» **What is needed**
Could you render everything in the items below from the line containing "Plain rules. Mark every instance of the white" down to the line containing "x=235 y=135", both included, as a numbered list, leaving out any blank lines?
— Start —
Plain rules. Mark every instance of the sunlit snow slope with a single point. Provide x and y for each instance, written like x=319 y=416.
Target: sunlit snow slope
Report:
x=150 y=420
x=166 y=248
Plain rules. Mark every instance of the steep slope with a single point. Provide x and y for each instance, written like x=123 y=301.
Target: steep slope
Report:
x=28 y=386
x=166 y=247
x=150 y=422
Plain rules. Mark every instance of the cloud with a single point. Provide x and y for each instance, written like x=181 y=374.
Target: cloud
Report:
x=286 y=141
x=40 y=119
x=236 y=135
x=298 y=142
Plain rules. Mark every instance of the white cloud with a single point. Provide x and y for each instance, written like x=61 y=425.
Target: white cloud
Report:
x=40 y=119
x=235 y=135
— End —
— Start —
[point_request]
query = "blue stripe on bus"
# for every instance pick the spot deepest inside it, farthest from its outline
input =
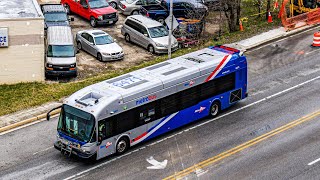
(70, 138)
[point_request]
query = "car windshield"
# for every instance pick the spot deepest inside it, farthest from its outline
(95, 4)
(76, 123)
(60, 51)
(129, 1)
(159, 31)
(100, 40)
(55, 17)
— End —
— Start —
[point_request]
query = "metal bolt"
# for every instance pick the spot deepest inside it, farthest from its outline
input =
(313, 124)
— End —
» **Answer below**
1. Plain rules. Mark every instance of the white cloud with a single point. Provide x and y for each instance, written like x=61 y=425.
2. Target: white cloud
3. Report:
4. x=40 y=119
5. x=235 y=135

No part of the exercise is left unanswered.